(Data records)
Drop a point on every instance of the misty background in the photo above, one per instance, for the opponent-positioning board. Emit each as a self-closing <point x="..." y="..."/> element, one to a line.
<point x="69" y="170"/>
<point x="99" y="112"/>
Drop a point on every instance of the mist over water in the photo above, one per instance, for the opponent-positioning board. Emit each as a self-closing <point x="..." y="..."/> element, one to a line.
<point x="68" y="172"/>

Prompt » Give the lines starting at the line that contains "Drop a point on every instance of the mist over" and running through the end of the records as a two-column CSV with the headers text and answer. Write one row for each text with its answer, and put each value in a single quoted field with any line breaks replaced by spaces.

Task output »
text,answer
"Drop a point on every instance of the mist over water in the photo above, one per instance, for the opponent-positioning board. Emit each as a self-closing <point x=""..."" y=""...""/> element, one to a line.","<point x=""68"" y=""172""/>"